> _Selection_
>>>

On Flexibility

I’m heading to the gym in an hour, part of my quest to develop flexibility. You know you gotta have it, or your body gets soft and doesn’t work as well. But lately I’ve been thinking about how important it is to stay flexible in our writing lives.

Flexibility entails things like:

  • acknowledging the changes in publishing and adapting to them
  • practicing a variety of writing formats such as blogs, and out-of-genre pieces
  • learning deeper writing lessons such as structure and tone or whatever it is you’ve been winging all these years
  • abandoning romantic myths of the writing life

I’ve noticed a bit of hardening around the edges in my writing life. I tell myself there are things I can’t write, or won’t write (even at the highest standards.) I remind myself how much I dislike phone interviews or fighting my way into panel discussions. So I seldom (or never) do these things. Hurray for me, I have principles. Or do I?

Such opinions might have been valuable to me once. And even now, they’re not all bad. You can’t do everything, so you set priorities, work your strengths, avoid unpleasant tasks. But these are also signs of inflexibility.

<<<

> _What you will do_
Quote the piece on flexibility word for word, beginning with "On Flexibility" and stopping after "our writing lives.".

(Extracted data entries)
>>>

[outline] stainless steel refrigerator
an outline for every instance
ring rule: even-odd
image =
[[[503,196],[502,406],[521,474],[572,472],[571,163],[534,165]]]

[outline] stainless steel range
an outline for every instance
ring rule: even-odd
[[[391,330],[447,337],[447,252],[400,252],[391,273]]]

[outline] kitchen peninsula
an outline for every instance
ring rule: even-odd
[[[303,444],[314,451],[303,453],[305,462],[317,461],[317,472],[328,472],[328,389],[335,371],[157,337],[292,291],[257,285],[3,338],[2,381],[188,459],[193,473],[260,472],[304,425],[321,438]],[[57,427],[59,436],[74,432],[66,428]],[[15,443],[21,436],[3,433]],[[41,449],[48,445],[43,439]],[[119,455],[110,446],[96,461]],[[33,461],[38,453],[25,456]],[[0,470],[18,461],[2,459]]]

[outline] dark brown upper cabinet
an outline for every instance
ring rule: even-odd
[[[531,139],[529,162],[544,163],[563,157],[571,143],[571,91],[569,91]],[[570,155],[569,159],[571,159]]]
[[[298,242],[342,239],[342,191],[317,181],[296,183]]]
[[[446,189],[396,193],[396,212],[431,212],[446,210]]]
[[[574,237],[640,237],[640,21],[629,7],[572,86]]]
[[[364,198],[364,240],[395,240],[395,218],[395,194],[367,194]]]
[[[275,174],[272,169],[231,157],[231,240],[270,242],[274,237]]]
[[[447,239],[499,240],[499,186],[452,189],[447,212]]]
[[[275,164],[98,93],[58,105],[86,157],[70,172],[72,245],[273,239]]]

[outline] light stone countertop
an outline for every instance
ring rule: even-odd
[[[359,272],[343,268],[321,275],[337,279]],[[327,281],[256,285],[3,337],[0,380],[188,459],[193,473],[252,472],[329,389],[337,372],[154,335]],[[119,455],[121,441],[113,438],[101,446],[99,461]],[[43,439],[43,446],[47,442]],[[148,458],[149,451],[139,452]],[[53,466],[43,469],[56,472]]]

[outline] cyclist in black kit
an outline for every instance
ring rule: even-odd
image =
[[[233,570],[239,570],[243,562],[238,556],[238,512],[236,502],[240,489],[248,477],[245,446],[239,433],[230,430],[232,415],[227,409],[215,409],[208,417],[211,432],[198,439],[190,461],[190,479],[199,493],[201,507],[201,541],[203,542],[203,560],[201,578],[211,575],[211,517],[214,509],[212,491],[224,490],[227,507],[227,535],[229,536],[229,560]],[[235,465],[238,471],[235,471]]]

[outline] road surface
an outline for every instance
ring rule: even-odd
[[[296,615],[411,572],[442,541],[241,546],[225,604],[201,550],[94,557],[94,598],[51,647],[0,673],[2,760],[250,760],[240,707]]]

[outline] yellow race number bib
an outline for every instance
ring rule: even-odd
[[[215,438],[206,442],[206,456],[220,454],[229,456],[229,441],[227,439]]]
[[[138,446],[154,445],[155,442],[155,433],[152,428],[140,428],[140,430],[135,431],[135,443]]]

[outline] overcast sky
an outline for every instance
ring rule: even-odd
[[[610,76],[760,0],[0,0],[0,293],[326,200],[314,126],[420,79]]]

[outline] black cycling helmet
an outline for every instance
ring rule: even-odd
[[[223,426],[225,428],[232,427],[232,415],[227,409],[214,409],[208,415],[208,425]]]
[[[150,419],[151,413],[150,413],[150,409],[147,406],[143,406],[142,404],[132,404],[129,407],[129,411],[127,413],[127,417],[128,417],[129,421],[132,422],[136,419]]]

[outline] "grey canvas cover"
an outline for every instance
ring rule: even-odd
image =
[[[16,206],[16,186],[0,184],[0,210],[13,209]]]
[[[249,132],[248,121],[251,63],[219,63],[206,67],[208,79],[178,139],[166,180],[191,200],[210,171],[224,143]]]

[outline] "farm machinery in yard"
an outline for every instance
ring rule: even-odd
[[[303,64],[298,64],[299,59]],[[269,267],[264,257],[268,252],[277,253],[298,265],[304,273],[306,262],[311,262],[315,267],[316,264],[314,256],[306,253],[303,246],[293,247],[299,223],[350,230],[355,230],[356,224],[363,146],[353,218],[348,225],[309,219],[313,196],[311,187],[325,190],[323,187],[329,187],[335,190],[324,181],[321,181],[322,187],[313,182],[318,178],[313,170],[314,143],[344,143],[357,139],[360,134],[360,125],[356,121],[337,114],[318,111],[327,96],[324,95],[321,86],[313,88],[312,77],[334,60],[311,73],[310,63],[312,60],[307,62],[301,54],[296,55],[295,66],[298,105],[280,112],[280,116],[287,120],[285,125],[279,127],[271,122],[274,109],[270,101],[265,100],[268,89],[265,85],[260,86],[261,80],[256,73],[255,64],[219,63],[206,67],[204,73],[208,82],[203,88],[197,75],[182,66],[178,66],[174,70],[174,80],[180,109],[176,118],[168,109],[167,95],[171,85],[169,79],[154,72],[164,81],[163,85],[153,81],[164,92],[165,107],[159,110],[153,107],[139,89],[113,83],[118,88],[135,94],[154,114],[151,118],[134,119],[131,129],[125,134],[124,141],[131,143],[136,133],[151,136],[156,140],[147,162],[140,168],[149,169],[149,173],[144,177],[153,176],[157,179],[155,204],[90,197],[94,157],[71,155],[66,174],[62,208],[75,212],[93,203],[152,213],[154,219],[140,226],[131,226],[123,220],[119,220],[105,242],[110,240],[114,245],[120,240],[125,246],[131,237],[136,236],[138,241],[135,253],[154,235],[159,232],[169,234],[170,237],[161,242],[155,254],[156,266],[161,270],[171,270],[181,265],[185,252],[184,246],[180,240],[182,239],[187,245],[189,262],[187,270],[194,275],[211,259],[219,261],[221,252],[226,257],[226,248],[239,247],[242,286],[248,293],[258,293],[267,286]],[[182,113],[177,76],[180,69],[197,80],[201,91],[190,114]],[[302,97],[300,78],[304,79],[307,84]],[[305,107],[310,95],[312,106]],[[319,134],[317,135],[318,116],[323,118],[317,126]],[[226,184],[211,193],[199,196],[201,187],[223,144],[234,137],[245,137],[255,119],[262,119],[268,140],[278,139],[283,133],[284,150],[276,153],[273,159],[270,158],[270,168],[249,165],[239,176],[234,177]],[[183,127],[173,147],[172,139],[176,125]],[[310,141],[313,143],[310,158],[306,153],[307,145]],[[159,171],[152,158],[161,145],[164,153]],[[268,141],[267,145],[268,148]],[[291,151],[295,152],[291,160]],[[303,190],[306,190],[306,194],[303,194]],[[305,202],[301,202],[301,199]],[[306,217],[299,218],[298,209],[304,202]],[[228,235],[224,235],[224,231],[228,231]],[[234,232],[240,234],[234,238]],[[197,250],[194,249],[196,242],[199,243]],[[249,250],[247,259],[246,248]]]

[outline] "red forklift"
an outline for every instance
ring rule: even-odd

<<<

> _Solution to the exercise_
On Flexibility

I’m heading to the gym in an hour, part of my quest to develop flexibility. You know you gotta have it, or your body gets soft and doesn’t work as well. But lately I’ve been thinking about how important it is to stay flexible in our writing lives.